Repeat the listing below word for word, changing nothing and leaving nothing out.

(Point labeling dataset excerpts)
## begin
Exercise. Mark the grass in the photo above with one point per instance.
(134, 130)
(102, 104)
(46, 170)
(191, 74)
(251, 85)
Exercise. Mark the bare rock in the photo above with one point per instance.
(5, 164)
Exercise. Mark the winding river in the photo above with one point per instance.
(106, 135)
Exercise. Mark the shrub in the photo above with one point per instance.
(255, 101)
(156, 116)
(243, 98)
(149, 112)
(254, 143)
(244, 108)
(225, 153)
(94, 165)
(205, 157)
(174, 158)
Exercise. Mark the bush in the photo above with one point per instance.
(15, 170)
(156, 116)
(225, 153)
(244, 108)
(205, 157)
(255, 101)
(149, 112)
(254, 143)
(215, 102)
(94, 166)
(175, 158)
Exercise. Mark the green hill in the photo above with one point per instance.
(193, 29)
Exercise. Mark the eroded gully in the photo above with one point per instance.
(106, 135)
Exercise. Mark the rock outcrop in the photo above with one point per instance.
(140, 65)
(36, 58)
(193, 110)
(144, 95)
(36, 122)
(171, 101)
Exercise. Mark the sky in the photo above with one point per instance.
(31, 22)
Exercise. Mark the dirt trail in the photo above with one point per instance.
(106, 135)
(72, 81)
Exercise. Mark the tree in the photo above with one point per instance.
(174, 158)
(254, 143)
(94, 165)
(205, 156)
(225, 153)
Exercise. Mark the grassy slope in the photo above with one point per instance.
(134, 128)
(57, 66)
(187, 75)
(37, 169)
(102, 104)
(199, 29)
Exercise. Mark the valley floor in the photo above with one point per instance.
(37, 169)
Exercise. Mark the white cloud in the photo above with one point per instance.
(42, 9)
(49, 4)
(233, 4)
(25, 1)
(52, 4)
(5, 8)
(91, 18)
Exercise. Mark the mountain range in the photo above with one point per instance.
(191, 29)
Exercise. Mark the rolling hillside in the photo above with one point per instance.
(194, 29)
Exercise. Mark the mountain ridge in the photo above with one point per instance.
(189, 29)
## end
Task answer -
Exercise. Mark the grass in the photo above with one point per instance.
(134, 130)
(102, 104)
(46, 170)
(191, 74)
(251, 85)
Exercise. Mark the bare rock in the photo above with one point per instance.
(5, 164)
Exercise. Mark the winding river in the photo above with one point per instance.
(106, 135)
Exercise. Mark the shrub in the photo above with one point per instance.
(255, 101)
(156, 116)
(243, 98)
(149, 112)
(254, 143)
(244, 108)
(225, 153)
(94, 165)
(205, 157)
(174, 158)
Exercise. Mark the bush in the photo above with one point per instance.
(15, 170)
(156, 116)
(225, 153)
(244, 108)
(205, 157)
(255, 101)
(149, 112)
(254, 143)
(215, 102)
(94, 166)
(175, 158)
Exercise. Mark the green hill in the photo above with one point per instance.
(193, 29)
Exercise. Mark the eroded gully in the photo above with one point per instance.
(106, 135)
Exercise. Mark the rock outcrop in the photo above with one point per instance.
(140, 65)
(36, 58)
(193, 110)
(144, 95)
(36, 122)
(171, 101)
Exercise. Mark the sky in the photo above with one point per instance.
(31, 22)
Exercise. Mark the dirt trail in the photo above with one point per instance.
(106, 135)
(72, 81)
Exercise. Mark the tree in the photo above with one point per instance.
(174, 158)
(254, 143)
(94, 165)
(205, 156)
(225, 153)
Exercise. Mark the grassy slope in the photo above with one point per instance.
(134, 128)
(57, 66)
(187, 75)
(37, 169)
(102, 104)
(199, 29)
Exercise. Mark the valley floor in the photo above with one point per instance.
(37, 169)
Exercise. Mark the white cloud in the photo above with one point per instance.
(42, 9)
(49, 4)
(233, 4)
(25, 1)
(52, 4)
(5, 8)
(91, 18)
Exercise. Mark the mountain range in the photo above with one point per instance.
(191, 29)
Exercise. Mark the rolling hillside in the photo above with one point per instance.
(194, 29)
Exercise. Mark the mountain ridge in the photo above with one point per instance.
(189, 29)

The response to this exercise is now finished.